── INFORMATION PROVIDED ──

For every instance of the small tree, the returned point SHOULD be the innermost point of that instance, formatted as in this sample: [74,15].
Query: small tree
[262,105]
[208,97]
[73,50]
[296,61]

───

Output each line of the material above as a row in a Markdown table, leaving out blank lines. Use the column headers Row and Text, with the row number under Row and the full line under Text.

| Row | Text |
|---|---|
| 1 | For every instance of the small tree, the returned point SHOULD be the innermost point of that instance, formatted as in this sample: [74,15]. |
| 2 | Query: small tree |
| 3 | [262,105] |
| 4 | [208,97] |
| 5 | [73,50] |
| 6 | [296,61] |